=== Work instructions ===
1. What three kinds of policies and procedures does the internal control passage below say are part of the Company's internal control over financial reporting?
2. Could you write the next part of the internal control passage below, picking up after its final sentence?

=== Passage to read ===
Management is responsible for establishing and maintaining effective internal control over financial reporting as defined in Rules 13a-15(f) under the Securities Exchange Act of 1934. Our internal control over financial reporting is a process designed to provide reasonable assurance regarding the reliability of financial reporting and the preparation of financial statements for external purposes in accordance with generally accepted accounting principles. Our internal control over financial reporting includes those policies and procedures that (1) pertain to the maintenance of records that, in reasonable detail, accurately and fairly reflect the transactions and dispositions of the assets of the Company; (2) provide reasonable assurance that transactions are recorded as necessary to permit preparation of financial statements in accordance with generally accepted accounting principles, and that receipts and expenditures of the Company are being made only in accordance with authorizations of management and board of directors of the Company; and (3) provide reasonable assurance regarding prevention or timely detection of unauthorized acquisition, use, or disposition of the Company’s assets that could have a material effect on the financial statements.

=== Listed entries ===
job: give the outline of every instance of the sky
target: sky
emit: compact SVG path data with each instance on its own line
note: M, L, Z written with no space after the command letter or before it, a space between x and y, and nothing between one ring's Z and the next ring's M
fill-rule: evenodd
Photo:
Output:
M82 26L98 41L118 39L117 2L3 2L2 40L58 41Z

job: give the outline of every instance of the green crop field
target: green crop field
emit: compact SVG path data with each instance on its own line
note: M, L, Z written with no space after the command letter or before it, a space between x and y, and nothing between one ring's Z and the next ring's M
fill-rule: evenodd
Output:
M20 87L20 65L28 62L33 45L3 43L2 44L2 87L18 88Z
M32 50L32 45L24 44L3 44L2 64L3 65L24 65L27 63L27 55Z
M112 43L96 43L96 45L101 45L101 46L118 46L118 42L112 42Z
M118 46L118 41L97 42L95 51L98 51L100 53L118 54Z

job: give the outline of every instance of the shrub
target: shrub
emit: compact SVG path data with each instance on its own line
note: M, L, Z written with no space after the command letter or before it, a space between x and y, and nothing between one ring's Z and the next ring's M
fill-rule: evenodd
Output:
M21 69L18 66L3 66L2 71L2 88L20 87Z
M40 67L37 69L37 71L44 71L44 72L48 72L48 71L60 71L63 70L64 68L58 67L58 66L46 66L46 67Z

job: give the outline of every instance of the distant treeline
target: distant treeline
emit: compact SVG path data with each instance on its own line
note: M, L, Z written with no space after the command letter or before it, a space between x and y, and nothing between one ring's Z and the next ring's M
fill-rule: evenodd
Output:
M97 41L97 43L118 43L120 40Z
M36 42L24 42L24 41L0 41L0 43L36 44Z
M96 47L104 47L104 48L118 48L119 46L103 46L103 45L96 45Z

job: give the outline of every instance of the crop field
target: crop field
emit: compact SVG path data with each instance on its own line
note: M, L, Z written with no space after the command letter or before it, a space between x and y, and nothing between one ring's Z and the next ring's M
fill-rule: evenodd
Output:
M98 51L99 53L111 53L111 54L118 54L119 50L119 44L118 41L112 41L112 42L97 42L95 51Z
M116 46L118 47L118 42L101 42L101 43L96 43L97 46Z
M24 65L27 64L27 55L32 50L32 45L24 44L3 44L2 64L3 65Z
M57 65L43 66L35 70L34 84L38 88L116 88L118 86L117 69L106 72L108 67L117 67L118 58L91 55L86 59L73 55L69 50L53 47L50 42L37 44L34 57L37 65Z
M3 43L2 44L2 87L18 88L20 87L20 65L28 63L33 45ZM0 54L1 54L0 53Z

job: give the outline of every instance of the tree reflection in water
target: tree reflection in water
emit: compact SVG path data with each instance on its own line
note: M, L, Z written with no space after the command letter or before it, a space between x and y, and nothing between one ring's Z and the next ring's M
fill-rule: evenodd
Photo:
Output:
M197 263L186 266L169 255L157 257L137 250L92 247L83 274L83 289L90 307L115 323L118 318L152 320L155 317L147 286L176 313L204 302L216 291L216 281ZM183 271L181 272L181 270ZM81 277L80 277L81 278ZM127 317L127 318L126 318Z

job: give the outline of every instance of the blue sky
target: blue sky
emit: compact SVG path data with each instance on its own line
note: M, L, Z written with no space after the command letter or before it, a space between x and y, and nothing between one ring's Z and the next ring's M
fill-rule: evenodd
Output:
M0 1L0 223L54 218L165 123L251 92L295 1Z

--

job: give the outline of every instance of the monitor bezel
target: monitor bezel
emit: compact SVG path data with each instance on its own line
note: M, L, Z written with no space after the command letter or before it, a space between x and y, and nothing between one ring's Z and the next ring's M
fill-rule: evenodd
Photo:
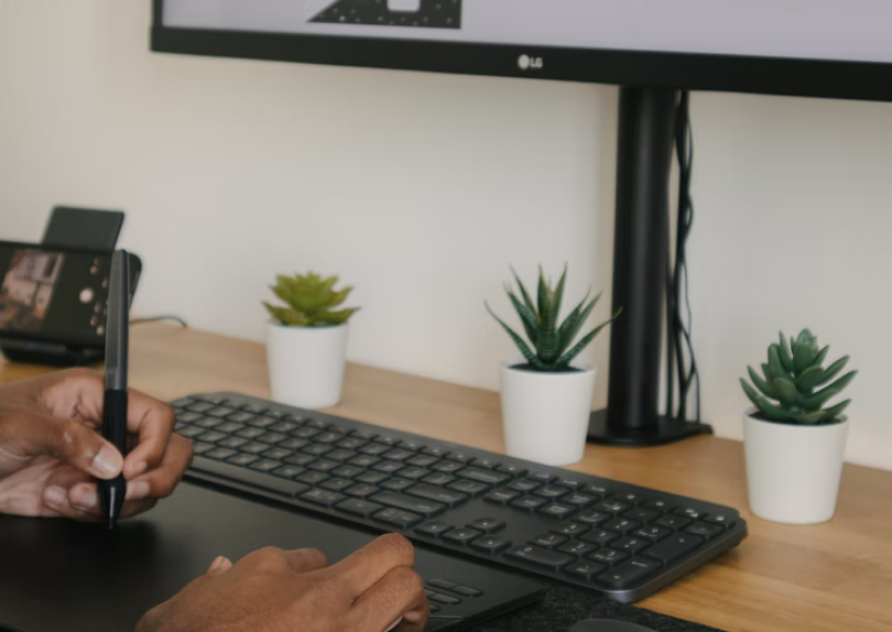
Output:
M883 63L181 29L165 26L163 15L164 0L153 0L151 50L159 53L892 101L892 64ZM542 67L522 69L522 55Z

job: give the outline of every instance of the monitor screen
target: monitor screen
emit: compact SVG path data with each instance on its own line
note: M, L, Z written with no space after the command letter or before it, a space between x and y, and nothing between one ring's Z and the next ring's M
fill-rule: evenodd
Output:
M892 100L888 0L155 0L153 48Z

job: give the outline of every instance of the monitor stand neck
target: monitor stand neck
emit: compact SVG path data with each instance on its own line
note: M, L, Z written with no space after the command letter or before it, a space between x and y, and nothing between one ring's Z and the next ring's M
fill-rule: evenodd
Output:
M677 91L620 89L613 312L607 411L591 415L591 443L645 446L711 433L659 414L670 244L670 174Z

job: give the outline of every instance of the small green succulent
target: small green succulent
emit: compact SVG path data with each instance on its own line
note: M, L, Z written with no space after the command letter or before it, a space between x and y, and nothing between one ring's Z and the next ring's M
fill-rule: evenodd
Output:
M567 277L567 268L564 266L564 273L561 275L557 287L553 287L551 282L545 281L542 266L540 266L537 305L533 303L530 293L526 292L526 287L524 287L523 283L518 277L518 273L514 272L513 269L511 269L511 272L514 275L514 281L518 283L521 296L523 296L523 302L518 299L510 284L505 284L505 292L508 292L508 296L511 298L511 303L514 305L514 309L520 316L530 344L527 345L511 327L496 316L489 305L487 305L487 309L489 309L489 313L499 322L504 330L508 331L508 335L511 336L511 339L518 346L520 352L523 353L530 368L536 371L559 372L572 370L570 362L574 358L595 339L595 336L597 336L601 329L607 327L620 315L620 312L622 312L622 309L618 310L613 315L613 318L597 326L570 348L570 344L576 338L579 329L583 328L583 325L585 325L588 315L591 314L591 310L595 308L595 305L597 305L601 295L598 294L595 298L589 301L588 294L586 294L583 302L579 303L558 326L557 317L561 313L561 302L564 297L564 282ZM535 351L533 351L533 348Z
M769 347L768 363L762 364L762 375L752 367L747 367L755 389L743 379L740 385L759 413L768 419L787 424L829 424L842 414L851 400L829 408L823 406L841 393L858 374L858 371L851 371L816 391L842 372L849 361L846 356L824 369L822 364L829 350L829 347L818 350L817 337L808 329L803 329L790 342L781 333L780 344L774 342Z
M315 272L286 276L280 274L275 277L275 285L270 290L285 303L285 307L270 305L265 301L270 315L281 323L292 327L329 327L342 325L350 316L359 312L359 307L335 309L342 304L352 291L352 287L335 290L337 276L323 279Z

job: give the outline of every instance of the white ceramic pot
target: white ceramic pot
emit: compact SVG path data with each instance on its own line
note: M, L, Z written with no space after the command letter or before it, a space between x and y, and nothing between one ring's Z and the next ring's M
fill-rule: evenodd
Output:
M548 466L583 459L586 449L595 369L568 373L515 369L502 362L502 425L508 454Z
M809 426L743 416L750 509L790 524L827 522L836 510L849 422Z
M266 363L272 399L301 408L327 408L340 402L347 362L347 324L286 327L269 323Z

* * *

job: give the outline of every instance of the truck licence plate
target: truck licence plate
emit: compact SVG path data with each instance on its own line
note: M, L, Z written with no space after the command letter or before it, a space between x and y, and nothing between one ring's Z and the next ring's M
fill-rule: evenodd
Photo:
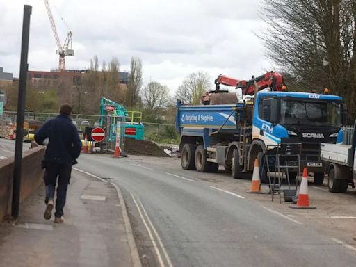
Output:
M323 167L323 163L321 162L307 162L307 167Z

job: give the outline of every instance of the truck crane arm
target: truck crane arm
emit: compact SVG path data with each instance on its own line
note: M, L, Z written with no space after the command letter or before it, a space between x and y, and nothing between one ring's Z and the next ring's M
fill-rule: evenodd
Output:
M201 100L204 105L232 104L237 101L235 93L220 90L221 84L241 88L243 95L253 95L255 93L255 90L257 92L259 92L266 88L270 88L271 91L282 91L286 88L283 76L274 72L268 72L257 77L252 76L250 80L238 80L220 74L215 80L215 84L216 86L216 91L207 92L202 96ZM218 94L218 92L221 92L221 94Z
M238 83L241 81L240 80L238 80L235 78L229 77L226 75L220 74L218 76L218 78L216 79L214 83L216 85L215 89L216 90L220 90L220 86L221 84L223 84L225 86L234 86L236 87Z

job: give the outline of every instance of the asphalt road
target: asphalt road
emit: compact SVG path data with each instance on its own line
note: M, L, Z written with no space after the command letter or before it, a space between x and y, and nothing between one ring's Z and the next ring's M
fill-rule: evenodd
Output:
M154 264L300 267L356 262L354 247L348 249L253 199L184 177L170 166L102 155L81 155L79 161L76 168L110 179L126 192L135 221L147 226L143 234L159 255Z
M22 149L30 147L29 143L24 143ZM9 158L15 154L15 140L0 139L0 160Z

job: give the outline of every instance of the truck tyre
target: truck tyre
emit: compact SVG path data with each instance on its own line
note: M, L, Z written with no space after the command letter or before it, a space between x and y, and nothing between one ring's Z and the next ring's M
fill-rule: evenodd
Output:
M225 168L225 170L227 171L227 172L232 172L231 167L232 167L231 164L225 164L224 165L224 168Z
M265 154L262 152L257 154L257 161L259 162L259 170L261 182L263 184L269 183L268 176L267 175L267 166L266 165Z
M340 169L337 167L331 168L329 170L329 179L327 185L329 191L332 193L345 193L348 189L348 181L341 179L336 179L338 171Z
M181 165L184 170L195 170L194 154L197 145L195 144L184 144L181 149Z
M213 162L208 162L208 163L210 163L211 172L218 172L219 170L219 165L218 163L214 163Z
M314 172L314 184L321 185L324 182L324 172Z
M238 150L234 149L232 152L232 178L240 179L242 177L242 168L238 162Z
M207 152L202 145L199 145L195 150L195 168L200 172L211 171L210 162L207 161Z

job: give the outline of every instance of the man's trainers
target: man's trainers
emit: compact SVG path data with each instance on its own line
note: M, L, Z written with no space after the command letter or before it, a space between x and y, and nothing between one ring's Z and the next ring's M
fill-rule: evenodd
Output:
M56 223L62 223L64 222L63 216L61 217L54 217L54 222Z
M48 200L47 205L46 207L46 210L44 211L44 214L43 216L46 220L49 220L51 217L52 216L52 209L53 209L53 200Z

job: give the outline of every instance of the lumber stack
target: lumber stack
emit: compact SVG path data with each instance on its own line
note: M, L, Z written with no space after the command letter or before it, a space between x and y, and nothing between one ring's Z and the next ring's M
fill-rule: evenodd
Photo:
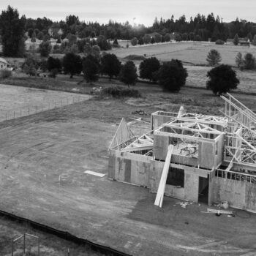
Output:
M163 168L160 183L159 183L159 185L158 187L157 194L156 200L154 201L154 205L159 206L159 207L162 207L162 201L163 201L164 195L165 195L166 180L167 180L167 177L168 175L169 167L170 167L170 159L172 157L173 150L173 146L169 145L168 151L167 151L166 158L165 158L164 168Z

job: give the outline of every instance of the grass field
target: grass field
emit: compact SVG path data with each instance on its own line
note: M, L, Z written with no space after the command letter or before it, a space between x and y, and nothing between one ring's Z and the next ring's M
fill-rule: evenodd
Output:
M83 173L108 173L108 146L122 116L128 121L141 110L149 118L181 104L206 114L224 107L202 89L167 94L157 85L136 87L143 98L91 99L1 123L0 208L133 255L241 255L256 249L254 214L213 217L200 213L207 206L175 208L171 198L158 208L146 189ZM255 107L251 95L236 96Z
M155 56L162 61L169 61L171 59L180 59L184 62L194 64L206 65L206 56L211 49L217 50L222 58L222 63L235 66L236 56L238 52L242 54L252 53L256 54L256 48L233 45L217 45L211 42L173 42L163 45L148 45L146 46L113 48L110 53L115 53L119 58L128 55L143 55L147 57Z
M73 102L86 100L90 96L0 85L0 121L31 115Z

=== Answers provided ===
1.
1. Those that pertain to the maintenance of records that, in reasonable detail, accurately and fairly reflect the transactions and dispositions of the assets of the Company.
2. Those that provide reasonable assurance that transactions are recorded as necessary to permit preparation of financial statements in accordance with generally accepted accounting principles, and that receipts and expenditures of the Company are being made only in accordance with authorizations of management and board of directors of the Company.
3. Those that provide reasonable assurance regarding prevention or timely detection of unauthorized acquisition, use, or disposition of the Company's assets that could have a material effect on the financial statements.

2.
 

Because of its inherent limitations, internal control over financial reporting may not prevent or detect misstatements. Therefore, even those systems determined to be effective can provide only reasonable assurance with respect to financial statement preparation and presentation. Also, projections of any evaluation of effectiveness to future periods are subject to the risk that controls may become inadequate because of changes in conditions, or that the degree of compliance with the policies and procedures may deteriorate.

 

We assessed the effectiveness of our internal control over financial reporting based on the framework in Internal Control—Integrated Framework issued by the Committee of Sponsoring Organizations of the Treadway Commission (COSO). Based on our evaluation under the framework in Internal Control—Integrated Framework, we have concluded that our internal control over financial reporting was effective as of December 31, 2010. The effectiveness of our internal control over financial reporting as of December 31, 2010 has been audited by Ernst & Young LLP, an independent registered public accounting firm, as stated in their report which is included on page 53.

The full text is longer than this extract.